- REQUIRED ACTION:
Copy out the data that follows exactly, leaving out no line.

- DATA:
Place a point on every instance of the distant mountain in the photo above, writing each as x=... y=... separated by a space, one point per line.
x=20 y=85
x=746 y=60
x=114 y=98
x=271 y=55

- FINAL ANSWER:
Place a point on every instance of the distant mountain in the photo above, writing each as x=... y=... separated by a space, one point per line.
x=20 y=85
x=746 y=60
x=114 y=98
x=271 y=55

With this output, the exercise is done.